Take the material and output all of it exactly.

____ INFORMATION SHOWN

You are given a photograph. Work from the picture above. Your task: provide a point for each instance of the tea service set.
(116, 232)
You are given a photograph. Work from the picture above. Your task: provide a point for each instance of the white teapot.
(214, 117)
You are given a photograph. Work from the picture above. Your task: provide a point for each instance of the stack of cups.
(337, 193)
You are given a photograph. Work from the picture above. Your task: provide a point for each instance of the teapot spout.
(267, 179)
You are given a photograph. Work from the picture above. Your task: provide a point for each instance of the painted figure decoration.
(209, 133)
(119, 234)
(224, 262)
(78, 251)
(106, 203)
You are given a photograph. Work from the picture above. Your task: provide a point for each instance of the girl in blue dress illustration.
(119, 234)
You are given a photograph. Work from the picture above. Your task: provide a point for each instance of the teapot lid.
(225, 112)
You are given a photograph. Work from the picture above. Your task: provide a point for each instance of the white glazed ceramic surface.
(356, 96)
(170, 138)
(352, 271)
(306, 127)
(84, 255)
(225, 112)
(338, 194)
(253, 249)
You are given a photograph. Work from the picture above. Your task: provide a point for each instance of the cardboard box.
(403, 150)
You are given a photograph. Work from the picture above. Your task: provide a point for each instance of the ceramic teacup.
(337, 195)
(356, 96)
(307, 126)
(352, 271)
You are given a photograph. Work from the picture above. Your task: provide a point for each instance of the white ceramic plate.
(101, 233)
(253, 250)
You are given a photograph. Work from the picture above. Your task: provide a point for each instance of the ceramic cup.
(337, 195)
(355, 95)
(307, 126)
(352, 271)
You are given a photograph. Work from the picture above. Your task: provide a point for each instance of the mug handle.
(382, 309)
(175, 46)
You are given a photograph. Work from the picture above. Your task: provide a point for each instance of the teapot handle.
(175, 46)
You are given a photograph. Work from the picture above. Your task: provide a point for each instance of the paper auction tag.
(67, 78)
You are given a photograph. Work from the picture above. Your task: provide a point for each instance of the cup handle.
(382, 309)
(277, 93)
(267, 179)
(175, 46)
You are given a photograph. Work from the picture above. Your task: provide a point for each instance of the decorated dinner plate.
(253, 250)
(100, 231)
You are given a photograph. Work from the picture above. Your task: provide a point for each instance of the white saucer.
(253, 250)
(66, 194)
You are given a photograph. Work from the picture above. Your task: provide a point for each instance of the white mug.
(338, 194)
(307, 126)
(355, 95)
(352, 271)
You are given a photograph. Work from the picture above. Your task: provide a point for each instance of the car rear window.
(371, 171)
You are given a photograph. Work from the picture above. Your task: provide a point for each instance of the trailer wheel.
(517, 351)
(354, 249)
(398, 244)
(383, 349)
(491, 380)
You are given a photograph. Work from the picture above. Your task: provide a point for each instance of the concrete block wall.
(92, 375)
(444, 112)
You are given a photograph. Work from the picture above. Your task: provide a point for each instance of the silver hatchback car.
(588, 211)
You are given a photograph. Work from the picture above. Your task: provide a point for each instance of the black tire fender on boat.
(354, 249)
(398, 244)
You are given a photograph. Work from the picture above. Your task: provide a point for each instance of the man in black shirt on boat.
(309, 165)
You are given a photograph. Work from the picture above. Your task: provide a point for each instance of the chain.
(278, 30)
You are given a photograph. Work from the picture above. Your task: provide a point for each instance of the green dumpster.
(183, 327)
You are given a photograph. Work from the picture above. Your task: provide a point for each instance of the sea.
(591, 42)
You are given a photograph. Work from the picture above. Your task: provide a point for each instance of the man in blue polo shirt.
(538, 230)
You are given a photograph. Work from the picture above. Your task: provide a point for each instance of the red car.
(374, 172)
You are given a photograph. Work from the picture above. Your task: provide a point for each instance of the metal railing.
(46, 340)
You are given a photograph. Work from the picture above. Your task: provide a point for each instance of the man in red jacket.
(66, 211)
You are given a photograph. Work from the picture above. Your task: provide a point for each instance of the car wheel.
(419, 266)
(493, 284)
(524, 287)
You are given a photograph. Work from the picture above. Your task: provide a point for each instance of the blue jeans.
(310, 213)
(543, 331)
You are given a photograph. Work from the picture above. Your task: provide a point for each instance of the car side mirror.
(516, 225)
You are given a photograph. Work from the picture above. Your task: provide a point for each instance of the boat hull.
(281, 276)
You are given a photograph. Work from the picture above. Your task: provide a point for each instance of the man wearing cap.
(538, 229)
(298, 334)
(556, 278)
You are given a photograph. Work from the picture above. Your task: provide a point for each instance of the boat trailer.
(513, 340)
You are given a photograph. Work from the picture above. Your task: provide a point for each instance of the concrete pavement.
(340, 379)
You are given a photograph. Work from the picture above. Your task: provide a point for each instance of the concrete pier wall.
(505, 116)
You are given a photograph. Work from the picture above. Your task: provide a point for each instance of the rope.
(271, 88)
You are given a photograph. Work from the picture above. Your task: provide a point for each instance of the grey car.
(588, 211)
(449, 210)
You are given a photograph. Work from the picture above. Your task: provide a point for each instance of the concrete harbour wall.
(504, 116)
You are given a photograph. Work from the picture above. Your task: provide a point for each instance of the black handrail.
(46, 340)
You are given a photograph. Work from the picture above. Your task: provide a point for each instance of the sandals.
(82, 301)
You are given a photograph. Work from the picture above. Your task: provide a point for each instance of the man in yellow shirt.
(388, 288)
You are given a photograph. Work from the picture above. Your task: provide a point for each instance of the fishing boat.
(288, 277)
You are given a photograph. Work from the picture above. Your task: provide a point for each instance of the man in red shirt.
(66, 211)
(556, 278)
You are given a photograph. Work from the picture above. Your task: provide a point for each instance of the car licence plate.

________

ANSWER TO THE EXERCISE ▸
You are given a photograph. Work from the picture above. Your task: provide a point for each instance of the tea service set.
(116, 232)
You are given a photograph. Work from the picture above. Your task: provide a point for each instance of the white teapot.
(214, 117)
You are given a photograph. Work from the picture above. Your task: provide a point for each instance of the stack of cups.
(337, 193)
You are given a photograph. Work from the picture above. Your task: provide a point for each instance of the teapot spout.
(267, 179)
You are given a photograph. Work from the picture above. Your task: provide a point for each instance of the painted figure decoration.
(209, 133)
(119, 234)
(224, 262)
(78, 251)
(106, 203)
You are given a photograph. Work from the picture above. Your task: provide a point for each instance of the girl in blue dress illustration.
(119, 234)
You are given a photograph. Work from the picture above. Your task: provide a point for each instance of the teapot lid.
(225, 112)
You are given a photograph. Work from the picture above. Your task: provide a point for each instance of the white glazed ceramic surface.
(356, 96)
(170, 138)
(352, 271)
(306, 127)
(84, 255)
(225, 112)
(338, 194)
(253, 249)
You are given a photograph. Work from the picture above. Your task: provide a point for each instance of the cardboard box.
(403, 150)
You are given a photograph. Work from the picture above. Your task: provide a point for each instance of the ceramic teacup.
(337, 195)
(356, 96)
(307, 126)
(352, 271)
You are given a photograph. Work from the picture above. Your task: provide a point for each instance of the white ceramic plate.
(101, 233)
(253, 250)
You are given a photograph. Work from the picture above. Your task: provide a point for each instance of the ceramic cup.
(337, 195)
(355, 95)
(307, 126)
(352, 271)
You are given a photograph. Work from the picture above. Your task: provide a point for each instance of the mug handle.
(382, 309)
(175, 46)
You are given a photograph. Work from the picture above. Your task: provide a point for each instance of the teapot handle.
(175, 46)
You are given a photograph. Work from the picture above. Your task: provide a point for each instance of the paper auction tag.
(67, 78)
You are given a photograph. Work from the picture above. Your task: provide a point for each instance of the cup handle.
(382, 309)
(277, 93)
(267, 179)
(175, 46)
You are given a photograph. Work from the picture above. Your task: provide a point for each instance of the decorated dinner plate.
(253, 250)
(100, 231)
You are given a photograph. Work from the picture above. Your task: provide a point for each instance of the white saucer.
(253, 250)
(66, 194)
You are given a photograph. Work from the picture above. Your task: provide a point for each instance of the white mug.
(338, 194)
(307, 126)
(355, 95)
(352, 271)
You are given a photograph. Work from the picture above. Your task: provide a point for each instance of the car rear window.
(371, 171)
You are given a photograph. Work from the picture above. Your task: provide a point for each instance of the trailer wheel.
(517, 351)
(354, 249)
(398, 244)
(383, 349)
(491, 380)
You are given a photograph. Work from the picture above. Your task: provide a point for each instance of the concrete block wall.
(92, 375)
(444, 112)
You are given a photograph. Work from the picture above. Your task: provide a point for each instance of the silver hatchback car.
(588, 211)
You are given a photograph. Work from the picture above. Your task: provide a point for each instance of the black tire fender on boat.
(354, 249)
(398, 244)
You are given a photograph. Work from the picture above. Your task: provide a point for each instance of the man in black shirt on boat.
(309, 165)
You are given a photograph. Work from the picture above. Your task: provide a point for each instance of the chain.
(278, 30)
You are given a photograph. Work from the picture above. Your task: provide a point for each instance of the green dumpster.
(183, 327)
You are given a photograph. Work from the picture above. Your task: provide a point for each instance of the sea.
(591, 42)
You are given a photograph. Work from the picture above. Your task: provide a point for each instance of the man in blue polo shirt.
(538, 230)
You are given a photograph. Work from the picture above. Your task: provide a point for each instance of the red car.
(374, 172)
You are given a photograph. Work from the picture above. Your task: provide a point for each instance of the metal railing.
(46, 340)
You are given a photograph. Work from the picture above. Your task: provide a point for each instance of the man in red jacket.
(66, 211)
You are given a photograph. Work from the picture above. Your task: provide a point for each instance of the car wheel.
(419, 266)
(493, 284)
(524, 287)
You are given a photograph. Work from the picture above. Your task: provide a point for each instance of the blue jeans.
(310, 213)
(543, 331)
You are given a photograph. Work from the picture above. Your task: provide a point for each instance of the car side mirror.
(516, 225)
You are given a photograph. Work from the picture above. Your task: provide a point for each instance of the boat hull.
(281, 276)
You are given a photograph. Work from the picture above. Your task: provide a point for each instance of the man wearing cap.
(538, 229)
(298, 334)
(556, 278)
You are given a photograph. Work from the picture above. Your task: provide a point for each instance of the boat trailer.
(513, 340)
You are given a photograph. Work from the picture above. Your task: provide a point for each instance of the concrete pavement.
(340, 379)
You are given a photograph. Work from the picture above. Your task: provide a point for each instance of the concrete pier wall.
(505, 116)
You are given a photograph. Work from the picture above. Your task: provide a point for each instance of the rope.
(271, 88)
You are given a photograph. Work from the picture above. Your task: provide a point for each instance of the grey car.
(588, 211)
(449, 210)
You are given a photograph. Work from the picture above. Your task: provide a point for each instance of the concrete harbour wall.
(504, 116)
You are given a photograph. Work from the picture above. Your task: provide a point for each instance of the black handrail.
(46, 340)
You are given a photograph. Work from the picture above. Your task: provide a point for each instance of the sandals.
(82, 301)
You are given a photograph. Work from the picture above. Your task: provide a point for each instance of the man in yellow shirt.
(388, 288)
You are given a photograph. Work from the picture above. Your task: provide a point for each instance of the fishing boat.
(288, 277)
You are given a photograph. Work from the picture above. Your task: provide a point for each instance of the man in red shirt.
(66, 211)
(556, 278)
You are given a photograph. Work from the picture above. Your task: provide a point for each instance of the car licence plate.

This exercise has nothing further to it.